## What you should do
Write a continuation of the passage on objectivity in history, starting right after its last sentence.

:: Document segment ::

Sam and I had a number of arguments on this subject, and I never agreed with him. Or, to be more precise, I never agreed with the extremes to which he carried the truisms that you mention.

I have been very interested in the notion of objectivity, especially in history, for a long time, so I may have more to say about this later, when I can find the time to organize my thoughts in a succinct manner. For now, a few brief remarks:

To say that no historian is perfectly objective does not mean that objectivity is impossible to some degree. It does not mean that all history is so irredeemably "subjective" that we cannot distinguish between good and bad histories. It does not mean that we have an epistemological warrant to choose one account over another because of our personal preferences. It does not mean, for example, that someone who prefers the story in "Inglourious Basterds" to authentic history can legitimately proclaim that Hitler really died in a theater in Paris instead of in his bunker in Berlin, on the ground that all history is "subjective," after all. (This is admittedly an extreme example, but the same principle applies to more realistic cases.)

:::
:: Information provided ::

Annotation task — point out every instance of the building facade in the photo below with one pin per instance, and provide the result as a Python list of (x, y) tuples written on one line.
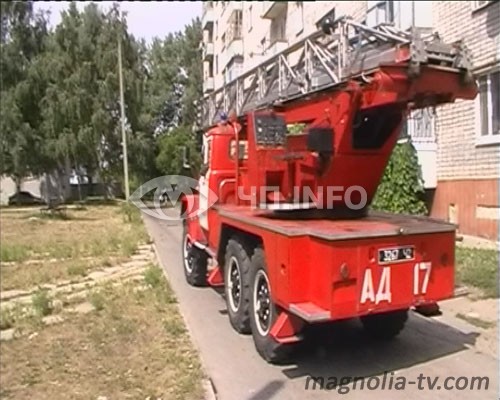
[(458, 145)]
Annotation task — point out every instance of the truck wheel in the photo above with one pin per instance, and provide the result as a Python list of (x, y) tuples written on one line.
[(236, 286), (194, 260), (263, 313), (385, 326)]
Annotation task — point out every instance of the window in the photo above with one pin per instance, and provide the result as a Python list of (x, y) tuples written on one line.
[(476, 5), (300, 11), (249, 18), (488, 108), (242, 152), (234, 69), (278, 28), (235, 26)]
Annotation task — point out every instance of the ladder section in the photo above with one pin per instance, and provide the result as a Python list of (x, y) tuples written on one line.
[(341, 50)]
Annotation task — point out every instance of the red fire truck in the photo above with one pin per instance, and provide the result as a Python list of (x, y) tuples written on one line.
[(282, 220)]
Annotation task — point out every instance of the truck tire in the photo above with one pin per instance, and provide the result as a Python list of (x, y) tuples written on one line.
[(263, 318), (194, 261), (237, 285), (385, 326)]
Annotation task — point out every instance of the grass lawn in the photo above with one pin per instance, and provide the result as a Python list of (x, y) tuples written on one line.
[(131, 343), (37, 249), (478, 268)]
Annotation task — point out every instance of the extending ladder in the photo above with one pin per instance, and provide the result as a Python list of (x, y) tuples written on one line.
[(341, 50)]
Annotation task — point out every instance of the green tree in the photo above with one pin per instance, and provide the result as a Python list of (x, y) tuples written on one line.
[(401, 189), (81, 105), (170, 157), (22, 86)]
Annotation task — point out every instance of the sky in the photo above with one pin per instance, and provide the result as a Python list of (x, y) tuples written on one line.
[(145, 19)]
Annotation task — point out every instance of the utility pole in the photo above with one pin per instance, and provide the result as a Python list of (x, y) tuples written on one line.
[(122, 112)]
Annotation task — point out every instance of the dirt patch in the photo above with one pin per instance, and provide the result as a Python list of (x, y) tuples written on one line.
[(133, 347), (37, 251)]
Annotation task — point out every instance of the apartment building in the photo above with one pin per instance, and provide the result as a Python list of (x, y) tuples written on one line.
[(468, 132), (458, 145)]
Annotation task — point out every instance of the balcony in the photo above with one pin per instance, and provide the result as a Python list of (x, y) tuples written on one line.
[(233, 6), (273, 9), (208, 51), (207, 19), (233, 49), (208, 85)]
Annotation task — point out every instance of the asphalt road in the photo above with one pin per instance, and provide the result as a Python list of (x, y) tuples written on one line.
[(427, 349)]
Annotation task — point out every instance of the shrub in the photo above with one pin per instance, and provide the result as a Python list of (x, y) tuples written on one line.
[(401, 188)]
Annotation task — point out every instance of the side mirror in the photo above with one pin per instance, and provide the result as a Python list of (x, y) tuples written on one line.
[(185, 157)]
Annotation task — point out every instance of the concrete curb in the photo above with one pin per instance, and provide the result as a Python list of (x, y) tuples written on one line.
[(207, 384)]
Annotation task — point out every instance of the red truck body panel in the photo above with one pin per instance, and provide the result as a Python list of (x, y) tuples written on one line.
[(332, 264)]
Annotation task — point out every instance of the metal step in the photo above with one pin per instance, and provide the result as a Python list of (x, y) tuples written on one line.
[(310, 312), (324, 61)]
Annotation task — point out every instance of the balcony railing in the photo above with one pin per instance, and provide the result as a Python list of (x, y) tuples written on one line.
[(208, 84), (272, 9), (207, 18), (208, 51)]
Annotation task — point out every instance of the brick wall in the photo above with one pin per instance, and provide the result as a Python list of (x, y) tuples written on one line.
[(458, 156)]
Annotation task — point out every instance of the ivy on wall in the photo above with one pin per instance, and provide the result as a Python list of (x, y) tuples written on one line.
[(401, 189)]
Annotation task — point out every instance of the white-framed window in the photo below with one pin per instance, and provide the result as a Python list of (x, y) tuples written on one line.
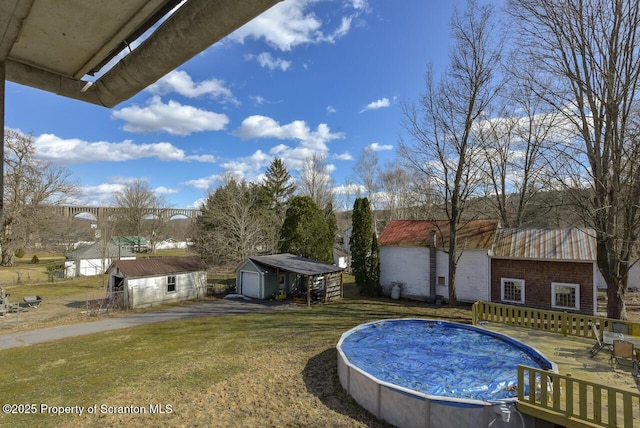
[(565, 296), (512, 290), (171, 284)]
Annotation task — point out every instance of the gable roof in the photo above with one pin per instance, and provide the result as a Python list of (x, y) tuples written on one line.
[(563, 244), (297, 264), (158, 266), (478, 234), (100, 250)]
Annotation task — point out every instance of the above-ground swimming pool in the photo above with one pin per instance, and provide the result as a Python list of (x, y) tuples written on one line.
[(442, 367)]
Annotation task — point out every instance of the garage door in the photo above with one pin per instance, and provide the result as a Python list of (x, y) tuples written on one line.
[(250, 284)]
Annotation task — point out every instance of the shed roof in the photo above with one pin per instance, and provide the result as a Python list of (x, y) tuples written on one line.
[(562, 244), (297, 264), (159, 266), (99, 250), (130, 240), (477, 234)]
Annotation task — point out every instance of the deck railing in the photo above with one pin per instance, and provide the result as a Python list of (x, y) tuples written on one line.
[(569, 401), (565, 323)]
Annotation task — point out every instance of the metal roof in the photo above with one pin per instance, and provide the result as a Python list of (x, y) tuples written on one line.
[(158, 266), (297, 264), (563, 244), (53, 45), (478, 234)]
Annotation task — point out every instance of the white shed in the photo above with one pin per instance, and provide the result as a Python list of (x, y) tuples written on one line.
[(412, 253), (94, 259), (146, 282)]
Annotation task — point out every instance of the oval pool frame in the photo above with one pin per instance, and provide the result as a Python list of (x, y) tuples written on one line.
[(405, 407)]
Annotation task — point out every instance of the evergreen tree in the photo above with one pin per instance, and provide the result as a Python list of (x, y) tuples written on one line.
[(305, 231), (277, 187), (373, 264), (360, 242)]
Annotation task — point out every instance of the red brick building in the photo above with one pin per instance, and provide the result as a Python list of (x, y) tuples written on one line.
[(545, 268)]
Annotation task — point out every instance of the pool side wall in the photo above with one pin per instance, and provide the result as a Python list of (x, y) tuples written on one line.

:::

## Response below
Any serious discussion of this topic -- which has been debated extensively by philosophers of history -- needs to make some careful distinctions, such as that between so-called "atomic facts" (e.g., that a certain battle occurred on a certain day) and more complex interpretations of those facts. Virtually no historian would defend "presuppositionless history" (as Max Weber called it), but presuppositions are not the same thing as personal biases. We could not engage in any cognitive discipline, including history, without some conceptual and theoretical presuppositions, and it is a very peculiar argument to say that the very presuppositions that make a knowledge-seeking discipline possible are also the very things that disqualify it from ever attaining objective knowledge.

As I said, I may pick this up later.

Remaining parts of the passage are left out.